= Instruction =
Please list the four ways the forum thread says the restored chisel was used on the 2×4 during the half hour of play.

Honestly, unless you have money burning a hole in your pocket, use what you've got. Use them for as much as you can, until you start doing things that they really don't do well, then look for bench chisels or whatever. The point being that by that time you will probably have a much better idea of what you want/need than you do now. If most of what you are going is creating small hinge mortises, then you probably have the perfect set of chisels for that job sitting in front of you already.


----------



## crank49 (Apr 7, 2010)

Really it's all about getting the edge sharp. A truly sharp tool will glide through the work. A good quality chisel will not get a rolled edge from a couple of 1/6" mortices; even in purpleheart. Maybe the chisel got up against another tool or something. It's easy to happen.


----------



## PhillNLeBlanc (Oct 1, 2017)

time to stop dropping names and start shaping wood. This chisel came to me in a bucket of beaters that the garage-sale seller "threw in" to clinch the deal: 









it was in pretty bad shape-rusty - dulled and chipped - handle split in two - get the picture? I cleaned all of them up because I enjoy bringing neglected tools back to life. I own Bergs and Swans and Marples (old of course) - so I know what a good chisel feels like. And I know how to sharpen my tools. And I know what a sharp chisel feels like. So when this no-name chisel was sharp and clean and pretty:








that didn't make it any less of a "beater in a bucket of beaters" until I sliced into a 2×4 and watched a paper-thin ribbon of wood curl up like smoke from a fire. Musta played with that 2×4 and that chisel for half an hour - slicing across grain, chamfering, rocking through an internal knot, beveling end grain (you know what I'm talking about!) 








This is a damn good chisel. If someone asks what kind it is-I'll tell them it's one of good ones - the kind that do what you expect a good chisel to do. It's not about the name, it's about the wood.


----------

= Material provided =
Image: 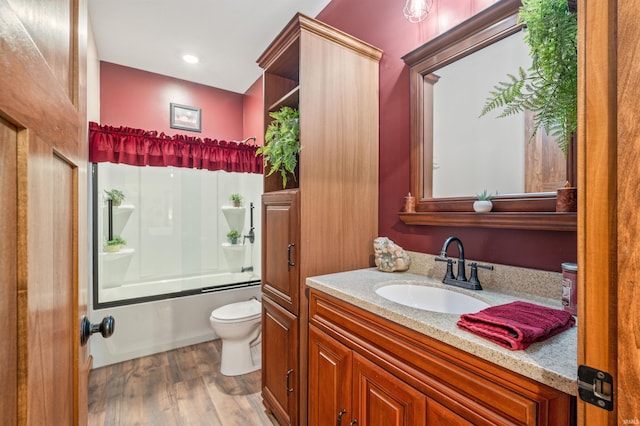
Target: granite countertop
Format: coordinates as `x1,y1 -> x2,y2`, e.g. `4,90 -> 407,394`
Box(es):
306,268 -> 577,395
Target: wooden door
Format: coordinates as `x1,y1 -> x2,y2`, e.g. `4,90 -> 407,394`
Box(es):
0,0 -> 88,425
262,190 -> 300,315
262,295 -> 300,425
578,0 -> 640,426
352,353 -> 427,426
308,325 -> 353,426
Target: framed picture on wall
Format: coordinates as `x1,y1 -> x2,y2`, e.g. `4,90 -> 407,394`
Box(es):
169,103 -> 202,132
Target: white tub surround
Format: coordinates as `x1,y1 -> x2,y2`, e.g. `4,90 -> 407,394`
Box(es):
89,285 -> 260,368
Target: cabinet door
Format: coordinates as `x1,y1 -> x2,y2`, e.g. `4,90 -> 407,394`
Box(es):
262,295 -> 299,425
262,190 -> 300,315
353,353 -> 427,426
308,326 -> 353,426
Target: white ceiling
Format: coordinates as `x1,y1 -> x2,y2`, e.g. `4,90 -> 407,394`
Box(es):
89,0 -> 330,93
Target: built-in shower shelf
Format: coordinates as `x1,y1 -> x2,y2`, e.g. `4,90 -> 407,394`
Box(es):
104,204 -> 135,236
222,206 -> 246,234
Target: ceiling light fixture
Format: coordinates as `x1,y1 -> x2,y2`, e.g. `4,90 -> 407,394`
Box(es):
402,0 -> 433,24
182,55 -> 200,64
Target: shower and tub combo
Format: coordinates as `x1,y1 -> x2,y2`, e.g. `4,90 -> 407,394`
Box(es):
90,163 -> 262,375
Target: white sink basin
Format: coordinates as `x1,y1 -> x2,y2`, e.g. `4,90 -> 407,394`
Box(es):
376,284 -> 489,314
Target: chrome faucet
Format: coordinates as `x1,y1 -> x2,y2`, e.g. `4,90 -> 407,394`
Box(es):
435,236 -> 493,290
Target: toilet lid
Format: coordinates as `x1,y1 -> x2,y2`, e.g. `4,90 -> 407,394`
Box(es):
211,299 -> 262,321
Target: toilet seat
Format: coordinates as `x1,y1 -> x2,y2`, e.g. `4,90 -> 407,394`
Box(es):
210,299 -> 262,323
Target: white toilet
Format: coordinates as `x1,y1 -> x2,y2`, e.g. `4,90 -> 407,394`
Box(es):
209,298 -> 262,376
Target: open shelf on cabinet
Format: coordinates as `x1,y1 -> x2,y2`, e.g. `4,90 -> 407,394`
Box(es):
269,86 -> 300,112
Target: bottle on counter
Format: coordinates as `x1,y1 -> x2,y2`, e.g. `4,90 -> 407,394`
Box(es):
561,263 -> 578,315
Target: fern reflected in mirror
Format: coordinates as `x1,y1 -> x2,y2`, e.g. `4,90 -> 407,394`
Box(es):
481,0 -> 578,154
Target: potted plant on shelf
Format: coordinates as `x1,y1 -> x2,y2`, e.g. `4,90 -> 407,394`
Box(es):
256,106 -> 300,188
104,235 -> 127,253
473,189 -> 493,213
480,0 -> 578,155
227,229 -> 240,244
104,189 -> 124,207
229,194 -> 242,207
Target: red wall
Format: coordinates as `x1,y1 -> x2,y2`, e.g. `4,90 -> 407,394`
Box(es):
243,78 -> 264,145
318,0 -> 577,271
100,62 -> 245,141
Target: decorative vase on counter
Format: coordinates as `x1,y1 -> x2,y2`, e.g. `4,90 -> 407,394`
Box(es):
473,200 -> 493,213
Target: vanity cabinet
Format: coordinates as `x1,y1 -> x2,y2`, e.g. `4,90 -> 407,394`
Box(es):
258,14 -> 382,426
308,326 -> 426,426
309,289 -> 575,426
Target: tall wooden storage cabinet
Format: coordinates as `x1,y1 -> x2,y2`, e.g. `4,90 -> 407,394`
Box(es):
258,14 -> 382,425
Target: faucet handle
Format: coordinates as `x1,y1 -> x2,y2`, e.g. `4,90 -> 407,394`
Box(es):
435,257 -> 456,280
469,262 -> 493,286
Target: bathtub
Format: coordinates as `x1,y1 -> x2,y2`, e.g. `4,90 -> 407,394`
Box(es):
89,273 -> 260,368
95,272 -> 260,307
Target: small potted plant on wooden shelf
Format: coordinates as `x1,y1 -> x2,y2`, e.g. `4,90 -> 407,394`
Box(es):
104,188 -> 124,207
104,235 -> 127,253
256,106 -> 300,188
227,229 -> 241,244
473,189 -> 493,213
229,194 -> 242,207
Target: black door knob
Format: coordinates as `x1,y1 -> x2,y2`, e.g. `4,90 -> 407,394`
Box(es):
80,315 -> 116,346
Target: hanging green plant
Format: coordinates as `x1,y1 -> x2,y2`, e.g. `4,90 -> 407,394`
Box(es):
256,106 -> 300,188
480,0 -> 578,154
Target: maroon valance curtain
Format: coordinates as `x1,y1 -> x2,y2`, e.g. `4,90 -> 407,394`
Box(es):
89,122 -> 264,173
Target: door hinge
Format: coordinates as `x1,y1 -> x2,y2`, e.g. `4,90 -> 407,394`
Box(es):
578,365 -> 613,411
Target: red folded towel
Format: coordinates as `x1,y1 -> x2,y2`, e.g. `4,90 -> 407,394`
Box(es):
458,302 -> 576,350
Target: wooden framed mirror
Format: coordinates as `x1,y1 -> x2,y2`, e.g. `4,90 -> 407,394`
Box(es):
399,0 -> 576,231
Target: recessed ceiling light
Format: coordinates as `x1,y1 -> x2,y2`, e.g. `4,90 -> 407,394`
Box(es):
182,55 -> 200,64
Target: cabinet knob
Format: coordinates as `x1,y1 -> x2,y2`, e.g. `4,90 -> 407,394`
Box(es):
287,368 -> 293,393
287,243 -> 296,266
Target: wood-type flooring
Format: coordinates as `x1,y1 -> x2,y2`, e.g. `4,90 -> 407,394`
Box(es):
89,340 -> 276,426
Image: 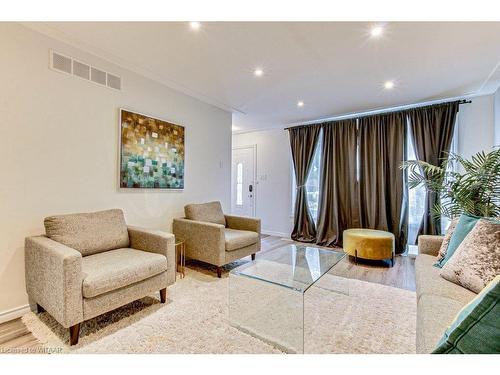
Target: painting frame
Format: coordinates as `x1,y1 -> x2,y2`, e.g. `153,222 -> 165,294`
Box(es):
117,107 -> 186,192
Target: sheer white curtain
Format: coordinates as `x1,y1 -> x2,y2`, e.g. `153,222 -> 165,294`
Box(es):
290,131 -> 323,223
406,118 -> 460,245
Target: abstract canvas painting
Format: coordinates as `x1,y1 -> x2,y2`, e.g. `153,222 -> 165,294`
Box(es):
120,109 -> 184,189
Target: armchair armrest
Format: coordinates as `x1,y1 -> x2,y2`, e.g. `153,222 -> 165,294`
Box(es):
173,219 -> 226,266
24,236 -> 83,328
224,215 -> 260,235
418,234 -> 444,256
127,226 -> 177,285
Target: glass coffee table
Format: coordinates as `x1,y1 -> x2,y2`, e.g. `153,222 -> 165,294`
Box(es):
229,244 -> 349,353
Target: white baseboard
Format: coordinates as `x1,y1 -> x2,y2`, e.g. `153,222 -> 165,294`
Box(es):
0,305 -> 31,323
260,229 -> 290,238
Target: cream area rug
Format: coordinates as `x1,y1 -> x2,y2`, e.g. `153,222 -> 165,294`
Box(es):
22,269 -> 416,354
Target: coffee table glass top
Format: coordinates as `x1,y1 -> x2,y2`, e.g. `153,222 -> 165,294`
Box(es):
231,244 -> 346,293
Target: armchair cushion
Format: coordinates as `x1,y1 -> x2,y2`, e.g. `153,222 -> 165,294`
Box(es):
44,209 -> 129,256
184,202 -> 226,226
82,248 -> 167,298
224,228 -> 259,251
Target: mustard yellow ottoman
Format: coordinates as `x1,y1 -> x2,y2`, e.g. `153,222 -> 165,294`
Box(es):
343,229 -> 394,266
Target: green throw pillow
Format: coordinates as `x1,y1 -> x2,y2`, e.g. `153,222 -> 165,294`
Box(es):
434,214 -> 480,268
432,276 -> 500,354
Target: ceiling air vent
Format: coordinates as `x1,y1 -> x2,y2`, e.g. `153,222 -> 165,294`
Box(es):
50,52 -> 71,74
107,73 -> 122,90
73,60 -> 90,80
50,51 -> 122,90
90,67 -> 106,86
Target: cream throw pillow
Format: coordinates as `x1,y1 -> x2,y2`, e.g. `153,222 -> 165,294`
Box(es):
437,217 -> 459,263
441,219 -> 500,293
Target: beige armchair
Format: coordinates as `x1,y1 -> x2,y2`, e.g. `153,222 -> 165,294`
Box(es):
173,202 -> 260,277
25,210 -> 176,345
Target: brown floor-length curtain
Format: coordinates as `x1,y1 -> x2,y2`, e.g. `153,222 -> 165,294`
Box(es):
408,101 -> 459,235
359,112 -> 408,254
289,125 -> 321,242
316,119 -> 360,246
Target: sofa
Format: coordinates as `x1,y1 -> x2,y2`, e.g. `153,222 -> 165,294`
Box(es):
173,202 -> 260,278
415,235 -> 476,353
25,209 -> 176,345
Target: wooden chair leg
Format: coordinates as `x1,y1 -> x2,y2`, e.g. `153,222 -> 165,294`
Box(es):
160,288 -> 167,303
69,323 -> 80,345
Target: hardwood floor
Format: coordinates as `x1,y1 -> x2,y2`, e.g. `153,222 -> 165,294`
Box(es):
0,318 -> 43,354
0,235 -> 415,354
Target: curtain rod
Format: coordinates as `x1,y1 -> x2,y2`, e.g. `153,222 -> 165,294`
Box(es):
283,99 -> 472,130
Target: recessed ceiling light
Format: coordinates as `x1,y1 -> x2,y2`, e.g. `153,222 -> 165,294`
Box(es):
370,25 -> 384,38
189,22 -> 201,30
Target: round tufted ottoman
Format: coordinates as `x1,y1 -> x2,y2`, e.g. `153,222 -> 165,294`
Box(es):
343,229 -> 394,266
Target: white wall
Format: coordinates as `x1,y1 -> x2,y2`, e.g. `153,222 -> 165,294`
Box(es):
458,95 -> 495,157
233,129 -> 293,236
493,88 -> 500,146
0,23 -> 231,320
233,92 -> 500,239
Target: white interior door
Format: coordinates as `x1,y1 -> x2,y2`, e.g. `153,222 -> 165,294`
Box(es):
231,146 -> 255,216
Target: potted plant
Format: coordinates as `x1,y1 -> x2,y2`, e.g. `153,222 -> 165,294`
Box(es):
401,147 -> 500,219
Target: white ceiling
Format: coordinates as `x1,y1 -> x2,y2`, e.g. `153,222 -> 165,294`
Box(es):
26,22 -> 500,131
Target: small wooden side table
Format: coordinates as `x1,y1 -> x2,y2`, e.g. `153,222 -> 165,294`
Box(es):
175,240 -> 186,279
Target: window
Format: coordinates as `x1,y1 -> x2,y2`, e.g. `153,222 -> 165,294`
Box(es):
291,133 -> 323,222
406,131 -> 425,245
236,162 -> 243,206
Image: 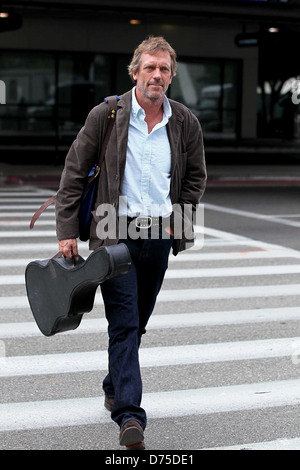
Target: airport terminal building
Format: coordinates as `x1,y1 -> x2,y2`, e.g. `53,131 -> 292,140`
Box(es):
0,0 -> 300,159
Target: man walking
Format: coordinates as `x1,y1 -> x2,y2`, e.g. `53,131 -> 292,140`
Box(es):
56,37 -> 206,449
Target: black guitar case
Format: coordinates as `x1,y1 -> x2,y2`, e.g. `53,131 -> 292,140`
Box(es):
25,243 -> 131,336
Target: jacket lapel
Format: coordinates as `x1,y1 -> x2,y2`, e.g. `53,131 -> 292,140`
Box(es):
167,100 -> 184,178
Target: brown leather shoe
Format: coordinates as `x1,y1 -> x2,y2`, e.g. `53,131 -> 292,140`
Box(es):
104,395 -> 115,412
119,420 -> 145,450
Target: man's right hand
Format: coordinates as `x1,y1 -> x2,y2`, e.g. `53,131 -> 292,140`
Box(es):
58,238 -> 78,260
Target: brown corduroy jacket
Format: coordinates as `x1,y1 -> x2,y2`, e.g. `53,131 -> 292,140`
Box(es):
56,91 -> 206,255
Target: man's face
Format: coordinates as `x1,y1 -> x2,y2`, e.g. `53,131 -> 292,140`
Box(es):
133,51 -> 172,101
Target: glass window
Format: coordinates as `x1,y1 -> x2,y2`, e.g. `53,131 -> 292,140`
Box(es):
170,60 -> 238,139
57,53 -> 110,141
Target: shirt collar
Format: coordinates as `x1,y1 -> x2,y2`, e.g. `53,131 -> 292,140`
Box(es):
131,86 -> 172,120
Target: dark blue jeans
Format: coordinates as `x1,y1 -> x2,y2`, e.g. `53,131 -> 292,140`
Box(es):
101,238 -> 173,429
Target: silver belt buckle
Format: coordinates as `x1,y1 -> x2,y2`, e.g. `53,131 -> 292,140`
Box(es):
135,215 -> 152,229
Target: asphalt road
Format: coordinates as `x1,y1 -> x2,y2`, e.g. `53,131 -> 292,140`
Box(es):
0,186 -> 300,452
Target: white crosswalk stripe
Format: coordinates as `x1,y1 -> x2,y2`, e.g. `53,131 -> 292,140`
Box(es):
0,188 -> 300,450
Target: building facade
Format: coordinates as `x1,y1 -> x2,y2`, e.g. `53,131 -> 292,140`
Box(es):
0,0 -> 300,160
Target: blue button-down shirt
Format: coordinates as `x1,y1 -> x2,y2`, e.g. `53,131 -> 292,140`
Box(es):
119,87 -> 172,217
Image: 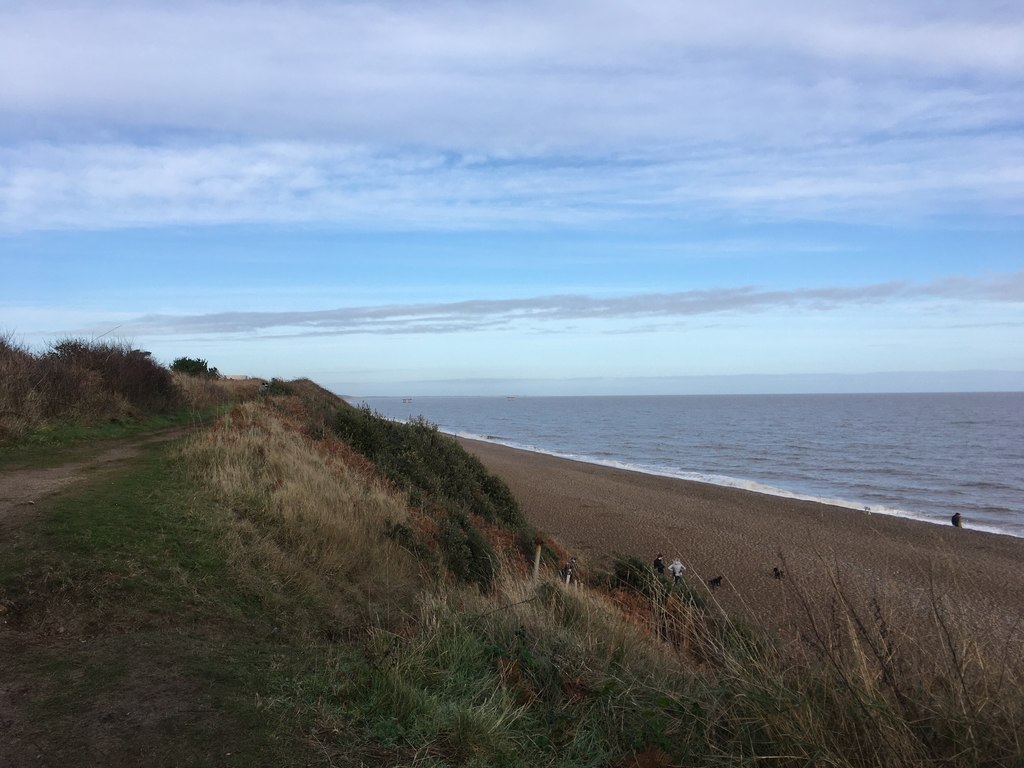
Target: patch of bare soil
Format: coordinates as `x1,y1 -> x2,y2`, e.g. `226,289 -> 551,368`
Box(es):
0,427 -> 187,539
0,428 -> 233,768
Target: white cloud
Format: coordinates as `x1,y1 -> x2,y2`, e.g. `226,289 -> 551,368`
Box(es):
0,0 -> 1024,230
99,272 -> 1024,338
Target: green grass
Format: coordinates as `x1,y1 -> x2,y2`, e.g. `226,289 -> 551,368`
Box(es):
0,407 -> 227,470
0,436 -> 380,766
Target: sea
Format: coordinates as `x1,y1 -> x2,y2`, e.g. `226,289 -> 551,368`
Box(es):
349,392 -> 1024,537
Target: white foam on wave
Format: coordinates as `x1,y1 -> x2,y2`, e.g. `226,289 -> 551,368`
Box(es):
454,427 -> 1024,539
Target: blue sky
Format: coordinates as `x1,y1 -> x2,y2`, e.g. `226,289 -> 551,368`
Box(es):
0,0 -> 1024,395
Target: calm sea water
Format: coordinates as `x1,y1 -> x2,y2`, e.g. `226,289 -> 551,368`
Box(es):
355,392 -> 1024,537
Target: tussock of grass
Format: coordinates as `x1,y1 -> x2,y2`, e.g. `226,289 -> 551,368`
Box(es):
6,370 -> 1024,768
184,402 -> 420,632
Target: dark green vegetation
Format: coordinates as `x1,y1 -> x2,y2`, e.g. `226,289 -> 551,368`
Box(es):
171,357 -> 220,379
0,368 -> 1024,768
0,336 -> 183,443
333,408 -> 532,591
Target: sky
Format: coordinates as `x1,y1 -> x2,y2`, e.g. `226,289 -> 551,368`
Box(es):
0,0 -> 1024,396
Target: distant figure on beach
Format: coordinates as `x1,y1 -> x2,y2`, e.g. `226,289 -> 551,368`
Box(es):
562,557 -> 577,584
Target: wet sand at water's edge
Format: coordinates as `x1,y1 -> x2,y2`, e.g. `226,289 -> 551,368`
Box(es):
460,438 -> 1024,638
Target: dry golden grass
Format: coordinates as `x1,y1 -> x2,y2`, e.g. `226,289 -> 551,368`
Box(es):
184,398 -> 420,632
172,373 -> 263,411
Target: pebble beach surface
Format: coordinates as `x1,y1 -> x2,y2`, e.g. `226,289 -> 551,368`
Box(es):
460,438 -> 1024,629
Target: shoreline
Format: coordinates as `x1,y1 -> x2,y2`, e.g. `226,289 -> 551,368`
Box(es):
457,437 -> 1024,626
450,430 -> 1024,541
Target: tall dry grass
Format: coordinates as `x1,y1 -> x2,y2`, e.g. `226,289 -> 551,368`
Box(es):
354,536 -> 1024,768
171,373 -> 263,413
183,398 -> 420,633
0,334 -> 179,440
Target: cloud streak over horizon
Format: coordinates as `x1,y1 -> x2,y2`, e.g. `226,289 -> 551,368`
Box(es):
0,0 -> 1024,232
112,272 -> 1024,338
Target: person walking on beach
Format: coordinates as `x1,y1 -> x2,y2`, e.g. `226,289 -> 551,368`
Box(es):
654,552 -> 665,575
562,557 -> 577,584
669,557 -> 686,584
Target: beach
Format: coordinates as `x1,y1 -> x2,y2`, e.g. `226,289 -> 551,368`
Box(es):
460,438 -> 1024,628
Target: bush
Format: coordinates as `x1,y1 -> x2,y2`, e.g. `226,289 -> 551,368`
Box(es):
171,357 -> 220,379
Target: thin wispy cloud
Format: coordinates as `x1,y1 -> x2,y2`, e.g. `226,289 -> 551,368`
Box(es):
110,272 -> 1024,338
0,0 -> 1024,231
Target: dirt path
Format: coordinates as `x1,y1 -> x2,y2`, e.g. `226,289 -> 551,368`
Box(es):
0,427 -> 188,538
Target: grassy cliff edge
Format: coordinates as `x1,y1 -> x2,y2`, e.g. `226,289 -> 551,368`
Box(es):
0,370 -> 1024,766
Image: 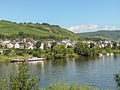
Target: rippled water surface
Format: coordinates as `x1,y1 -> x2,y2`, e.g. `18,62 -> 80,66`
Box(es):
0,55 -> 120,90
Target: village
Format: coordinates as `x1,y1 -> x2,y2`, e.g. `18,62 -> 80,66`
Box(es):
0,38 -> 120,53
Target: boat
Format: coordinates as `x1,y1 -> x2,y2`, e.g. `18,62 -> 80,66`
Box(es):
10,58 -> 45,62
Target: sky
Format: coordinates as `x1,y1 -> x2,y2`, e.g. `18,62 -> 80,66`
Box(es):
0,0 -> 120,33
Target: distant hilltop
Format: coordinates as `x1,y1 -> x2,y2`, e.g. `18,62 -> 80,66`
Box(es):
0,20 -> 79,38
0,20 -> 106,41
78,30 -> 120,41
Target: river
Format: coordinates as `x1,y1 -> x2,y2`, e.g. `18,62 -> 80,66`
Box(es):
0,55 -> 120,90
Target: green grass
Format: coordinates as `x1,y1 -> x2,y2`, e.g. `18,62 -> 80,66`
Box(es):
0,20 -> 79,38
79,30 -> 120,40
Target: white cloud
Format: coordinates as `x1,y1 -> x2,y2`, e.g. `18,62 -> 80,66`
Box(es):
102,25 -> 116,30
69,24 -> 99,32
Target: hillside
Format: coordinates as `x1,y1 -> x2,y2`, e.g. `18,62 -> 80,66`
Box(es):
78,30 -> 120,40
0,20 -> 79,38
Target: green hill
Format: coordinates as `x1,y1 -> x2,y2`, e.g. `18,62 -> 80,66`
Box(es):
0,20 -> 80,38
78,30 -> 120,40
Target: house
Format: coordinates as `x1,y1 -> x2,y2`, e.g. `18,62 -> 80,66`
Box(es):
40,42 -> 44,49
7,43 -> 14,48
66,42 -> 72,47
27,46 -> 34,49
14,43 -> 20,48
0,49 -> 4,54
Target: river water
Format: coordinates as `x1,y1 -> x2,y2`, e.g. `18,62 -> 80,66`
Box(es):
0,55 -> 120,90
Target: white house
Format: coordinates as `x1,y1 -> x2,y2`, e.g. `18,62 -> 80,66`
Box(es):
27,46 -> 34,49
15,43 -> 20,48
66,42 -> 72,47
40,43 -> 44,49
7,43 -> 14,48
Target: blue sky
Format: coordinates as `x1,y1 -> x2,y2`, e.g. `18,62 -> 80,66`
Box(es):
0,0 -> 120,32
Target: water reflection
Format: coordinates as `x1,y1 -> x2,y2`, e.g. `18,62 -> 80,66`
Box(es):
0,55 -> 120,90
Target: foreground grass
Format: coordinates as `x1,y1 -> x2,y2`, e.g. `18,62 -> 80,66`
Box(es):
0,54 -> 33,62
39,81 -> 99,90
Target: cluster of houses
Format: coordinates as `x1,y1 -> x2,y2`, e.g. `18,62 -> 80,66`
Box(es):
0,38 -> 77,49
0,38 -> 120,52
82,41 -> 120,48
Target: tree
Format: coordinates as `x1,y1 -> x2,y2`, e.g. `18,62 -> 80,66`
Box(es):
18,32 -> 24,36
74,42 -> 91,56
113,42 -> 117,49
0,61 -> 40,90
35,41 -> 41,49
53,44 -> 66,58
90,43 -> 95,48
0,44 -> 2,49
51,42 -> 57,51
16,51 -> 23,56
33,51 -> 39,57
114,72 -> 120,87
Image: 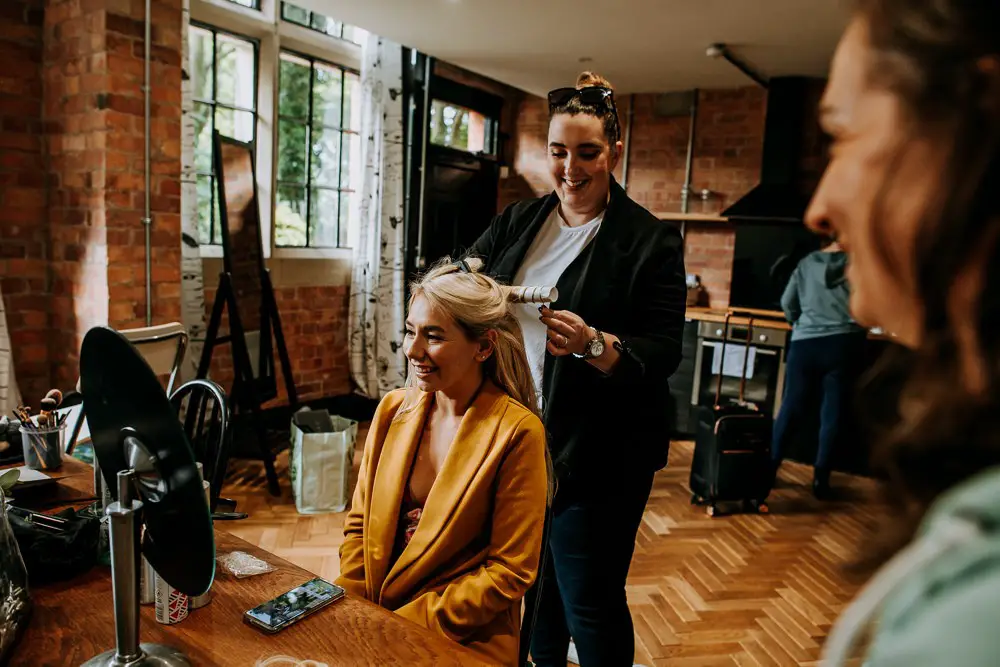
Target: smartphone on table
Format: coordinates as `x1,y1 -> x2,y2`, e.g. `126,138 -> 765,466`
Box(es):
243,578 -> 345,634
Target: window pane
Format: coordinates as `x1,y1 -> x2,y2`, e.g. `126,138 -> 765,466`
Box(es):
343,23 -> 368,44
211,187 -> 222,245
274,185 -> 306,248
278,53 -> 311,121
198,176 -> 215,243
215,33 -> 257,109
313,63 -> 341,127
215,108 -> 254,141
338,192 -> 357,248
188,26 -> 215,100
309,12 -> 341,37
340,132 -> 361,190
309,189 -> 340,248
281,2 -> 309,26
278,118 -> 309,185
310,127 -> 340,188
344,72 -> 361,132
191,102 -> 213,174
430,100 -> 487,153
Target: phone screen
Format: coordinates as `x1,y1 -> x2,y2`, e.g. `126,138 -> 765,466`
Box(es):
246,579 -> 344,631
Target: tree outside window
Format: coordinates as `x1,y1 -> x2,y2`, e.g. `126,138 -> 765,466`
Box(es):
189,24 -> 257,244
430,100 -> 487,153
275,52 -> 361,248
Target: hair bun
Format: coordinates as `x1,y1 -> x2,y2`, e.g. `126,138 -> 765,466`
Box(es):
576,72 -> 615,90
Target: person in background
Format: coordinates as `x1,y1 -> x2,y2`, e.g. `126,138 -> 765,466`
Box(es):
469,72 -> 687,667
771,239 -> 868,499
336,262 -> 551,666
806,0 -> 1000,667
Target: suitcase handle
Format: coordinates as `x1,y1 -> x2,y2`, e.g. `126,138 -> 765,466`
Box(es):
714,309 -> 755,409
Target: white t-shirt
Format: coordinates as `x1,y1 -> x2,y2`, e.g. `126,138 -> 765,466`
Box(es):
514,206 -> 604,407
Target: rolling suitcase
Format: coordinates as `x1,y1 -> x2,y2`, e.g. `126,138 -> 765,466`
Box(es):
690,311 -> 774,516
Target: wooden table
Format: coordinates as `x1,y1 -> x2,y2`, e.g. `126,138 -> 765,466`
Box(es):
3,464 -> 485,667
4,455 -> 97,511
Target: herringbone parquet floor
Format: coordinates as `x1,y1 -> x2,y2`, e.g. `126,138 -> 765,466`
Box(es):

= Solution below =
- Slicing across grain
- Chamfering
- Rocking through an internal knot
- Beveling end grain